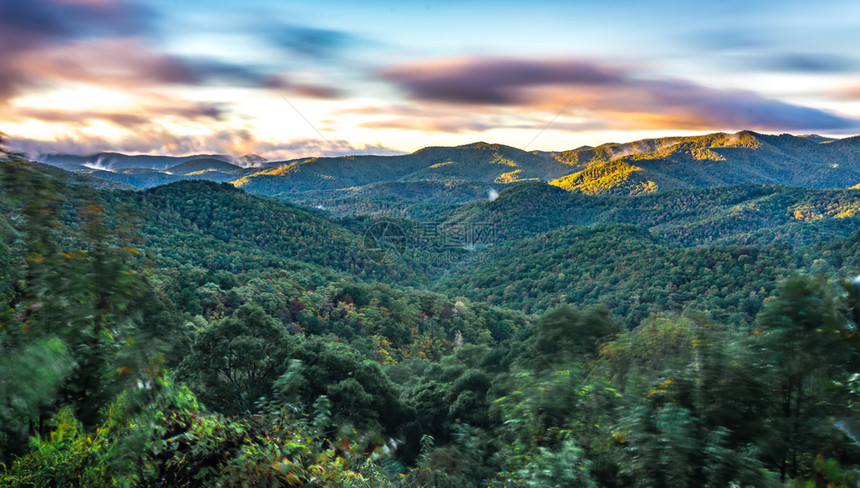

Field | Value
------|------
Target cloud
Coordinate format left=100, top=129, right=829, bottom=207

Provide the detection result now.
left=753, top=54, right=860, bottom=73
left=265, top=24, right=362, bottom=58
left=380, top=58, right=623, bottom=105
left=8, top=127, right=401, bottom=160
left=379, top=58, right=860, bottom=131
left=0, top=0, right=154, bottom=103
left=13, top=100, right=223, bottom=129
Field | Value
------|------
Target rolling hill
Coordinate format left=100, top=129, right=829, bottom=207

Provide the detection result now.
left=551, top=131, right=860, bottom=195
left=437, top=182, right=860, bottom=246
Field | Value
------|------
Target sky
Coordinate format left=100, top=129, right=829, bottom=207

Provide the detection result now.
left=0, top=0, right=860, bottom=159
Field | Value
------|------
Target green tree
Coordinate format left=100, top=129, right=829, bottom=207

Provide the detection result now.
left=178, top=305, right=295, bottom=414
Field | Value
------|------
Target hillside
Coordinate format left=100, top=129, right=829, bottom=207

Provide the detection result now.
left=439, top=183, right=860, bottom=246
left=5, top=150, right=860, bottom=488
left=282, top=180, right=516, bottom=218
left=437, top=224, right=803, bottom=327
left=234, top=143, right=570, bottom=195
left=552, top=131, right=860, bottom=195
left=166, top=158, right=242, bottom=176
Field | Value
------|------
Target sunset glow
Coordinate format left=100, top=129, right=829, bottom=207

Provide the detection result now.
left=0, top=0, right=860, bottom=159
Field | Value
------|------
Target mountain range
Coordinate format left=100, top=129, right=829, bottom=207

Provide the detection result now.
left=31, top=131, right=860, bottom=208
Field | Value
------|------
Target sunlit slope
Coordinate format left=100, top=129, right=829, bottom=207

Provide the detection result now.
left=552, top=131, right=860, bottom=195
left=234, top=143, right=570, bottom=195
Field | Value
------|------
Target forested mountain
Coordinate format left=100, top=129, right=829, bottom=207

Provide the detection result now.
left=437, top=183, right=860, bottom=246
left=33, top=131, right=860, bottom=205
left=235, top=142, right=570, bottom=195
left=5, top=146, right=860, bottom=488
left=552, top=131, right=860, bottom=195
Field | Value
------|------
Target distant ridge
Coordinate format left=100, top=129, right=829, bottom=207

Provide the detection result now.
left=30, top=131, right=860, bottom=201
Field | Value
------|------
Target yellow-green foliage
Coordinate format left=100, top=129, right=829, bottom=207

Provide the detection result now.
left=550, top=161, right=644, bottom=195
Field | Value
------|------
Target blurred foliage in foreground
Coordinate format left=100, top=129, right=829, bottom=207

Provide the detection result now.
left=0, top=156, right=860, bottom=487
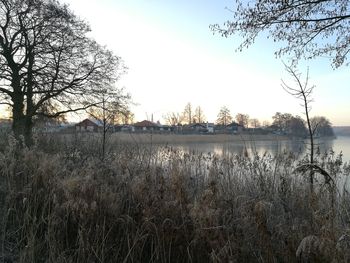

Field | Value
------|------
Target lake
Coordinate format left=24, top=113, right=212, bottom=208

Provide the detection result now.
left=171, top=136, right=350, bottom=162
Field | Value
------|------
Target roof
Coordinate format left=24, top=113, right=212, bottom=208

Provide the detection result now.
left=226, top=122, right=243, bottom=127
left=188, top=123, right=207, bottom=128
left=75, top=119, right=100, bottom=127
left=134, top=120, right=159, bottom=127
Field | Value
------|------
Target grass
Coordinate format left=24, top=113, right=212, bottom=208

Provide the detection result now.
left=0, top=137, right=350, bottom=263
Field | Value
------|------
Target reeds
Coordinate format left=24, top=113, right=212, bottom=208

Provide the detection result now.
left=0, top=137, right=350, bottom=262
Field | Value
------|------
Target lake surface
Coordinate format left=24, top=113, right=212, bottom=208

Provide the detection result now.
left=172, top=136, right=350, bottom=162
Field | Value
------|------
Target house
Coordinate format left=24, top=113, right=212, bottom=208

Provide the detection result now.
left=133, top=120, right=160, bottom=131
left=114, top=124, right=135, bottom=132
left=226, top=122, right=244, bottom=133
left=206, top=122, right=215, bottom=133
left=182, top=123, right=208, bottom=133
left=75, top=119, right=102, bottom=132
left=0, top=119, right=12, bottom=131
left=159, top=125, right=174, bottom=132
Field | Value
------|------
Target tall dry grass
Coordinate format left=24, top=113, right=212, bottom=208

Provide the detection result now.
left=0, top=136, right=350, bottom=263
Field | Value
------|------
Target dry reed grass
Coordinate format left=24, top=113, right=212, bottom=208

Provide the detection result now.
left=0, top=137, right=350, bottom=263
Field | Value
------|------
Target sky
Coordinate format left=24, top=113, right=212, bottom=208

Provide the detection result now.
left=2, top=0, right=350, bottom=126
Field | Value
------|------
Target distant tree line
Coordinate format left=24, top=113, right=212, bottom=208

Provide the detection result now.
left=164, top=103, right=334, bottom=137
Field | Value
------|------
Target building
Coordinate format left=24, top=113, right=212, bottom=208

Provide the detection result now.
left=133, top=120, right=160, bottom=132
left=226, top=122, right=244, bottom=133
left=75, top=119, right=102, bottom=132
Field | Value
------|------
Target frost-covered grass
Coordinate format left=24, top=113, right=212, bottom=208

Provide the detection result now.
left=0, top=137, right=350, bottom=263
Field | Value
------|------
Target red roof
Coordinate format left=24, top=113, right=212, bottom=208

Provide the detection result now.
left=75, top=119, right=98, bottom=127
left=134, top=120, right=158, bottom=127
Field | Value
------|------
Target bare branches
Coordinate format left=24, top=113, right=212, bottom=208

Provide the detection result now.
left=0, top=0, right=125, bottom=146
left=210, top=0, right=350, bottom=67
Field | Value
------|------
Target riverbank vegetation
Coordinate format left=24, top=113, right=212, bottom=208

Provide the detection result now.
left=0, top=137, right=350, bottom=262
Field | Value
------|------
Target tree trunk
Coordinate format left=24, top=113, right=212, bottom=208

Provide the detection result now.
left=12, top=94, right=25, bottom=143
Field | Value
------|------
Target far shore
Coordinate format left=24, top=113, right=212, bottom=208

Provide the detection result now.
left=113, top=133, right=292, bottom=144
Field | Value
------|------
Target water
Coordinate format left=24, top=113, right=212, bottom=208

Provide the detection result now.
left=172, top=136, right=350, bottom=162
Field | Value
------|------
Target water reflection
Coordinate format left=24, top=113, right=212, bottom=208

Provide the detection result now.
left=172, top=137, right=350, bottom=161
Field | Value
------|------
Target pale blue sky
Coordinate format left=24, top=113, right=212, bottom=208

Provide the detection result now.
left=10, top=0, right=350, bottom=125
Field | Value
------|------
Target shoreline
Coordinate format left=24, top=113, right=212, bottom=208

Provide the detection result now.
left=112, top=133, right=295, bottom=144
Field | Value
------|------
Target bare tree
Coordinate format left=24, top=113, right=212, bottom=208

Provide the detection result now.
left=282, top=65, right=317, bottom=193
left=183, top=102, right=193, bottom=124
left=88, top=89, right=130, bottom=160
left=193, top=106, right=205, bottom=123
left=0, top=0, right=124, bottom=145
left=211, top=0, right=350, bottom=67
left=216, top=106, right=233, bottom=126
left=163, top=112, right=184, bottom=126
left=310, top=116, right=334, bottom=137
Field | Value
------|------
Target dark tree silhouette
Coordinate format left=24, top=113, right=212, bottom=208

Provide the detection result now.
left=210, top=0, right=350, bottom=67
left=0, top=0, right=122, bottom=145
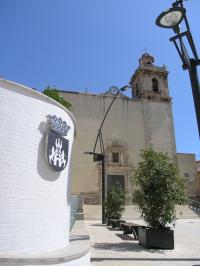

» INSTRUCTIONS FOR THE TASK:
Which lines of the records above contain the word "green"? Report each of those lines in full.

» FINISHED EXERCISE:
Target green tree
Target yellow-green foliage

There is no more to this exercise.